## TASK DESCRIPTION
Update the lines below by changing "white ceiling slat" to "ceiling tile" and leaving everything else unchanged.

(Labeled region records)

_ _ _ _ _ _ _

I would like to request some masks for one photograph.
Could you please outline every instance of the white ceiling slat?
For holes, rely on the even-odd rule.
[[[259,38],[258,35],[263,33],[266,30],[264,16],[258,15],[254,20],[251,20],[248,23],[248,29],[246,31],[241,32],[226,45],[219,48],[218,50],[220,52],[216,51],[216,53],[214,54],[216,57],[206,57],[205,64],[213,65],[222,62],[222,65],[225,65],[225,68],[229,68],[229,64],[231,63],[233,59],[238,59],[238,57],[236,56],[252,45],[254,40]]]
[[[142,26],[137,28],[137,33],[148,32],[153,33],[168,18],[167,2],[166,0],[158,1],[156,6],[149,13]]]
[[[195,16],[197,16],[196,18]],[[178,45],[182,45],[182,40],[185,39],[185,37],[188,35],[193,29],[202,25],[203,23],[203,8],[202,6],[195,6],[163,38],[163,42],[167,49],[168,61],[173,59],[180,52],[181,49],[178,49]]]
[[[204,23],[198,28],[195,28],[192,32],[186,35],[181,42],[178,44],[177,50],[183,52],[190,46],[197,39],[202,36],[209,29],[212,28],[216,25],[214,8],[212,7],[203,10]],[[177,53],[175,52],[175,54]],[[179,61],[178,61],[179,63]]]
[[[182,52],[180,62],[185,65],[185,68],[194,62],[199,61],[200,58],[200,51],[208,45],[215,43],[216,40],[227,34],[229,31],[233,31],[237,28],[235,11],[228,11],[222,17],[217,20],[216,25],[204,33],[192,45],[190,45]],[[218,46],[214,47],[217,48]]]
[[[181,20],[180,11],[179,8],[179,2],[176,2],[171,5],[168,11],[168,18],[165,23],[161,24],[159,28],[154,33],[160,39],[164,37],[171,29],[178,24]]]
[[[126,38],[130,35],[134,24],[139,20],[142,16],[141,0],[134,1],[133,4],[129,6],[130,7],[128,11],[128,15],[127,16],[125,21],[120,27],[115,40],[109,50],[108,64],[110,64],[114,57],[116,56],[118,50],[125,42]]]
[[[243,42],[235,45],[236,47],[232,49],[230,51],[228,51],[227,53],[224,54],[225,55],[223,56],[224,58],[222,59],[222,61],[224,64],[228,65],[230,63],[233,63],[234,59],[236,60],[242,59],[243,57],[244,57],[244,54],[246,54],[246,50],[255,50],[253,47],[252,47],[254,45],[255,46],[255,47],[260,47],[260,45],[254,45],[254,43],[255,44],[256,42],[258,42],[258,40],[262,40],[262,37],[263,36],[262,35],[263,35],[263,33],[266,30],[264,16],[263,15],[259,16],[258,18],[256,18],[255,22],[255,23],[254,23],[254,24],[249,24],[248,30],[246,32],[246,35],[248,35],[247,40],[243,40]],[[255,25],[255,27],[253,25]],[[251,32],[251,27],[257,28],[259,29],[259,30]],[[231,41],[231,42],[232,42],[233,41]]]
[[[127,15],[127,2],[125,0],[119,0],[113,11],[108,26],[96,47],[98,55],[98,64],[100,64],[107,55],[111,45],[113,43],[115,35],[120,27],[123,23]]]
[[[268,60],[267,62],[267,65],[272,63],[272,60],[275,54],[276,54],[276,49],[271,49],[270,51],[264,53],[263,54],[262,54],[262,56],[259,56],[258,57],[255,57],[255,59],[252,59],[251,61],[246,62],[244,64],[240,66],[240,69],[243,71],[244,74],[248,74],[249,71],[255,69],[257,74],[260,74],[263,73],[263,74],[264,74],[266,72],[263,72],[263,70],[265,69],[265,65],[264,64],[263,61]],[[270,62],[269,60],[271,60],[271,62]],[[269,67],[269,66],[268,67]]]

_ _ _ _ _ _ _

## RIGHT ANSWER
I would like to request some masks for one photograph.
Could you please outline every instance of the ceiling tile?
For holes, rely on the even-odd rule.
[[[259,38],[258,35],[263,33],[266,30],[264,16],[258,15],[254,20],[251,20],[248,23],[248,29],[246,31],[241,32],[226,45],[219,48],[218,50],[220,52],[216,51],[216,53],[214,54],[216,57],[206,57],[205,64],[213,65],[222,62],[222,65],[225,65],[225,68],[229,68],[229,64],[231,63],[233,59],[238,59],[238,57],[236,56],[252,45],[254,40]]]
[[[142,26],[137,28],[137,33],[148,32],[153,33],[168,18],[167,2],[166,0],[158,1],[156,6],[149,13]]]
[[[195,16],[197,16],[196,18]],[[178,45],[182,45],[182,40],[185,39],[185,37],[188,35],[193,29],[202,25],[203,23],[203,8],[202,6],[195,6],[163,38],[163,42],[167,49],[168,61],[173,59],[180,52],[181,49],[178,49]]]
[[[204,23],[198,28],[195,28],[192,32],[186,35],[181,42],[178,44],[177,50],[183,52],[190,46],[197,39],[202,36],[209,29],[212,28],[216,25],[214,8],[212,7],[203,10]],[[177,53],[175,52],[175,54]],[[179,61],[178,61],[179,63]]]
[[[182,52],[180,62],[185,65],[185,68],[194,62],[199,61],[200,58],[200,51],[208,45],[215,43],[216,40],[227,34],[229,31],[233,31],[237,28],[235,11],[228,11],[222,17],[217,20],[216,25],[204,33],[192,45],[190,45]],[[218,46],[214,47],[217,48]]]
[[[181,20],[180,11],[179,8],[179,2],[176,2],[171,5],[168,11],[168,18],[165,23],[161,24],[159,28],[154,33],[160,39],[164,37],[171,29],[178,24]]]
[[[126,38],[130,35],[134,24],[139,20],[142,16],[141,0],[134,1],[133,4],[129,6],[130,7],[128,11],[128,15],[127,16],[125,21],[120,27],[115,40],[109,50],[108,64],[110,64],[114,57],[116,56],[118,50],[125,42]]]
[[[243,42],[235,45],[236,47],[232,49],[230,51],[228,51],[227,53],[224,54],[225,55],[223,56],[224,58],[222,59],[222,61],[224,64],[228,65],[230,63],[233,63],[234,59],[236,60],[242,59],[243,57],[244,57],[244,54],[246,54],[246,50],[255,50],[253,47],[252,47],[254,45],[255,46],[255,47],[260,47],[260,45],[254,45],[254,43],[255,44],[256,42],[258,42],[258,40],[262,40],[262,37],[263,36],[262,35],[263,35],[263,33],[266,30],[264,16],[263,15],[259,16],[258,18],[256,18],[255,22],[255,23],[254,23],[254,24],[249,24],[248,30],[246,32],[246,35],[248,35],[247,40],[243,40]],[[255,25],[255,27],[253,25]],[[251,32],[251,27],[257,28],[259,29],[259,30]],[[231,41],[231,42],[232,42],[233,41]]]
[[[127,15],[127,2],[125,0],[119,0],[113,11],[108,26],[96,47],[98,55],[98,64],[100,64],[107,55],[111,45],[113,43],[115,35],[120,27],[123,23]]]
[[[268,60],[267,62],[267,65],[272,63],[272,60],[275,54],[276,54],[276,49],[271,49],[270,51],[264,53],[263,54],[262,54],[262,56],[259,56],[258,57],[255,57],[255,59],[252,59],[251,61],[246,62],[244,64],[240,66],[240,69],[243,71],[244,74],[248,74],[249,71],[255,69],[257,74],[260,74],[263,73],[263,74],[264,74],[266,72],[263,72],[263,70],[265,69],[265,65],[264,64],[263,61]],[[270,62],[269,60],[271,60],[271,62]],[[269,67],[269,66],[268,67]]]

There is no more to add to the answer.